» **PROBLEMS**
A) In the report on Seattle's homelessness crisis, where were the five people shot?
B) Please carry the report on Seattle's homelessness crisis forward from its last line.

KUOW Photo/Gil Aegerter

Advocates for the homeless have welcomed Seattle’s new tent cities and RV parking for homeless people. But they condemn the ongoing sweeps of illegal campsites. Mayor Ed Murray said Tuesday's shootings in a homeless encampment only reinforced the need to move people out of them.

TRANSCRIPT:

Seattle Mayor Ed Murray had just given a televised speech on Seattle’s homelessness crisis when he got the news of five people shot in the encampment known as the Jungle.

Murray: “I was told within seconds of walking away from the cameras that the shooting had happened. It felt like someone had just kicked me in the head.”

Murray said the city can’t sanction people living in such an unsafe place.

Murray: “That area needs to be secured.”

And Murray said more people are now leaving those camps in response to outreach.

Murray: “Our data is not the best data in the world, but generally we’ve moved from 5 percent agreeing to 40 percent agreeing. Usually you have to go more than once.”

» **EXTRACTED ENTRIES**

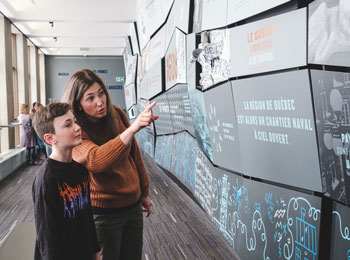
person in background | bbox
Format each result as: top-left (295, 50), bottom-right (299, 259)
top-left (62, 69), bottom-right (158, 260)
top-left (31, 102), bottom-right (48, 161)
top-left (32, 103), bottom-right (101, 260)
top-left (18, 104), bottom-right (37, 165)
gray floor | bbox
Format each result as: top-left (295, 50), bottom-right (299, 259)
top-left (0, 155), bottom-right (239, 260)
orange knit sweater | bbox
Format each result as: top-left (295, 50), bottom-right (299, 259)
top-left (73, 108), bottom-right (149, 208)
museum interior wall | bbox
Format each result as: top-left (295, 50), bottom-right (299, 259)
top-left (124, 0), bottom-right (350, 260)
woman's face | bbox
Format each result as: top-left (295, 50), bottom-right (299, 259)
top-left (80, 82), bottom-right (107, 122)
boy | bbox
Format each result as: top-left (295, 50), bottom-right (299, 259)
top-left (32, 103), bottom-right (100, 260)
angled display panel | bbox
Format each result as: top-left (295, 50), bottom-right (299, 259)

--

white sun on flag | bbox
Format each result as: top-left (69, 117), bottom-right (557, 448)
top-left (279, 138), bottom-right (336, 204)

...

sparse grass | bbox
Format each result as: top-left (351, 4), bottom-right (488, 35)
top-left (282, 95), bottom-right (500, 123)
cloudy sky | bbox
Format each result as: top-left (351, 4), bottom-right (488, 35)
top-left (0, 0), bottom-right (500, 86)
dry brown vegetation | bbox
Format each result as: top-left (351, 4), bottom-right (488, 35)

» **THE REPLIES**
A) In the encampment known as the Jungle.

B)
The ACLU and advocates for the homeless have called on Seattle to suspend its sweeps of homeless encampments, which have increased in the past year.

Alison Eisinger heads the Seattle/King County Coalition on Homelessness.

Eisinger: “What’s hard to understand is what purpose is served by telling people that they can’t be in a certain location. That in and of itself doesn’t help people.”

She said people are being traumatized by the cleanups and there isn’t enough room for them in shelters anyway. At the same time she applauds Seattle’s efforts to create more legal tent camping and RV parking, as it’s doing in the Ballard neighborhood.

Residents there are divided. Doug Dixon with Pacific Fishermen Shipyard said the city project should be an improvement to what he’s been seeing in Ballard’s industrial zones.

Dixon: “It was a free-for-all encampment of homeless and indigents that were very into loud music, drinking early in the morning, and doing a lot of drugs -- a lot of needles on the ground.”

Dixon said he trusts the city to put an end to that. Two “safe lots” for RVs should open by the end of February.